■ **Excerpted passage**
■ ■ ■

Backup Mechanics¶
The backup pipeline is where most of Velero's complexity lives.
Understanding this path is essential for debugging, performance tuning, and writing plugins.
Backup lifecycle state machine¶
The full state machine involves 4 controllers in sequence:
BackupQueueController
New ──► Queued ──► ReadyToStart
│
BackupController
ReadyToStart ──► InProgress
│
BackupOperationsController
WaitingForPluginOperations
WaitingForPluginOperationsPartiallyFailed
│
BackupFinalizerController
Finalizing / FinalizingPartiallyFailed
│
Completed / PartiallyFailed / Failed
│
──► Deleting (via DeleteBackupRequest)
The BackupQueueController enforces concurrency limits and detects
namespace conflicts (two backups covering the same namespaces cannot run
simultaneously). Once a Backup reaches ReadyToStart, the
BackupController takes over and drives execution.
Step-by-step Backup Execution¶
1. BackupController Picks Up a New Backup¶
A controller-runtime informer watches for Backup objects reaching
ReadyToStart phase. The controller sets status.phase = InProgress and
status.startTimestamp.
In HA deployments, controller-runtime's leader election (via Kubernetes leases) ensures only one replica runs reconcilers at a time, preventing concurrent execution of the same backup.
2. Resource Discovery and Collection¶
Uses the API server's discovery API to enumerate all resource types. For each resource type matching the include/exclude filters, lists objects via the dynamic client (an untyped Kubernetes client that works with any resource type without compiled Go structs — essential for backing up CRDs whose types Velero doesn't know at compile time).
Discovery is done concurrently with goroutines per resource group.
Key file: pkg/backup/item_collector.go
3. BackupItemAction Plugins¶
For each collected item, runs all registered BackupItemAction plugins
whose AppliesTo() matches the resource type. These can:
- Mutate the item (e.g. strip sensitive annotations)
- Add additional items to the backup graph (e.g. the built-in
pod-actionadds the PVC when a Pod is backed up, ensuring PVC/PV pairs are consistent) - Set skip flags to exclude an item
This is where most custom business logic lives. See Plugin System.

■ ■ ■

(Object detection data)
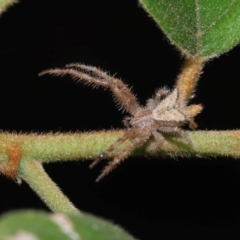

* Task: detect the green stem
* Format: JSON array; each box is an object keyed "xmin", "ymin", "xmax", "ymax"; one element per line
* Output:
[
  {"xmin": 18, "ymin": 158, "xmax": 79, "ymax": 213},
  {"xmin": 0, "ymin": 130, "xmax": 240, "ymax": 166}
]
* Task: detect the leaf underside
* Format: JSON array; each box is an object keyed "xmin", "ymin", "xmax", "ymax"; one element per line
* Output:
[{"xmin": 140, "ymin": 0, "xmax": 240, "ymax": 58}]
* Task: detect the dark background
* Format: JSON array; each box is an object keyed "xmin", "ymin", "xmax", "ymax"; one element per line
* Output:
[{"xmin": 0, "ymin": 0, "xmax": 240, "ymax": 240}]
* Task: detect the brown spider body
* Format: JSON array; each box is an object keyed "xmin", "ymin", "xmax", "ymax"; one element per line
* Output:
[{"xmin": 40, "ymin": 64, "xmax": 202, "ymax": 181}]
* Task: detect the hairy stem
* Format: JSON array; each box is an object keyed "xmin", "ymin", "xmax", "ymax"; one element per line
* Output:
[
  {"xmin": 0, "ymin": 130, "xmax": 240, "ymax": 165},
  {"xmin": 176, "ymin": 57, "xmax": 203, "ymax": 102},
  {"xmin": 18, "ymin": 158, "xmax": 79, "ymax": 213}
]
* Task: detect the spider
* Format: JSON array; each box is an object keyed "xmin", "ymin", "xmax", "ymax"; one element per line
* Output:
[{"xmin": 40, "ymin": 63, "xmax": 202, "ymax": 181}]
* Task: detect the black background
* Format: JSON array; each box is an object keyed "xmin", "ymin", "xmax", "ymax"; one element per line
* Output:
[{"xmin": 0, "ymin": 0, "xmax": 240, "ymax": 240}]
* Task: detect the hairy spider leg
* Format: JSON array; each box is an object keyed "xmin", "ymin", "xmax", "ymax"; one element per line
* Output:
[
  {"xmin": 158, "ymin": 126, "xmax": 194, "ymax": 149},
  {"xmin": 146, "ymin": 131, "xmax": 165, "ymax": 152},
  {"xmin": 89, "ymin": 129, "xmax": 139, "ymax": 168},
  {"xmin": 39, "ymin": 68, "xmax": 108, "ymax": 87},
  {"xmin": 39, "ymin": 64, "xmax": 141, "ymax": 115},
  {"xmin": 96, "ymin": 131, "xmax": 151, "ymax": 182}
]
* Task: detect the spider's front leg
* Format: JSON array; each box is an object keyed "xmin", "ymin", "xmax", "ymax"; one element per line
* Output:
[{"xmin": 39, "ymin": 63, "xmax": 140, "ymax": 115}]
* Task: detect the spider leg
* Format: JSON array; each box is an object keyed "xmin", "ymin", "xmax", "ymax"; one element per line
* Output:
[
  {"xmin": 39, "ymin": 64, "xmax": 141, "ymax": 115},
  {"xmin": 89, "ymin": 129, "xmax": 139, "ymax": 168},
  {"xmin": 146, "ymin": 131, "xmax": 165, "ymax": 152},
  {"xmin": 96, "ymin": 134, "xmax": 149, "ymax": 182},
  {"xmin": 154, "ymin": 87, "xmax": 170, "ymax": 102}
]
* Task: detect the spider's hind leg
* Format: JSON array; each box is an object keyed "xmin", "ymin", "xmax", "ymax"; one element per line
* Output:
[
  {"xmin": 89, "ymin": 129, "xmax": 139, "ymax": 168},
  {"xmin": 96, "ymin": 131, "xmax": 149, "ymax": 182}
]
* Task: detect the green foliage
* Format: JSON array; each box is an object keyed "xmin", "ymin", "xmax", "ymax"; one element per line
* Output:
[
  {"xmin": 0, "ymin": 210, "xmax": 134, "ymax": 240},
  {"xmin": 140, "ymin": 0, "xmax": 240, "ymax": 58}
]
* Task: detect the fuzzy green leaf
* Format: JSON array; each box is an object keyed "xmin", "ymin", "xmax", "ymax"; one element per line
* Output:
[
  {"xmin": 140, "ymin": 0, "xmax": 240, "ymax": 58},
  {"xmin": 0, "ymin": 210, "xmax": 134, "ymax": 240}
]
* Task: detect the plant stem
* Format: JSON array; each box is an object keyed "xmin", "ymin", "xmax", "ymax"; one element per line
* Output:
[
  {"xmin": 18, "ymin": 158, "xmax": 79, "ymax": 213},
  {"xmin": 0, "ymin": 130, "xmax": 240, "ymax": 164}
]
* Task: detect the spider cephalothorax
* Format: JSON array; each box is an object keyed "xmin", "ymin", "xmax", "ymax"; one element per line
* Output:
[{"xmin": 40, "ymin": 64, "xmax": 202, "ymax": 181}]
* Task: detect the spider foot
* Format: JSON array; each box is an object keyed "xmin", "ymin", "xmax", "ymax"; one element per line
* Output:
[{"xmin": 89, "ymin": 153, "xmax": 106, "ymax": 168}]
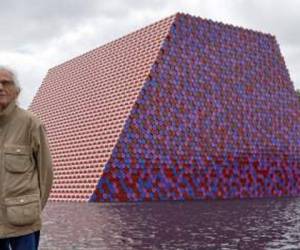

■ ■ ■

■ **Requirements**
A. Does each of these statements agree with the Velero backup page? Answer yes or no for each, quoting the deciding words of the page. (i) The BackupQueueController enforces concurrency limits. (ii) Resource discovery runs sequentially, one resource group at a time. (iii) The full state machine involves three controllers.
B. Give the part of the Velero backup page again, but switch "complexity" to "intricacy". Begin at the words "Backup Mechanics¶" and stop after "and writing plugins.".
This data comes from a separate source.

■ **Worked answers**
A.
(i) Yes: "The BackupQueueController enforces concurrency limits and detects"
(ii) No: "Discovery is done concurrently with goroutines per resource group."
(iii) No: "The full state machine involves 4 controllers in sequence"

B.
Backup Mechanics¶
The backup pipeline is where most of Velero's intricacy lives.
Understanding this path is essential for debugging, performance tuning, and writing plugins.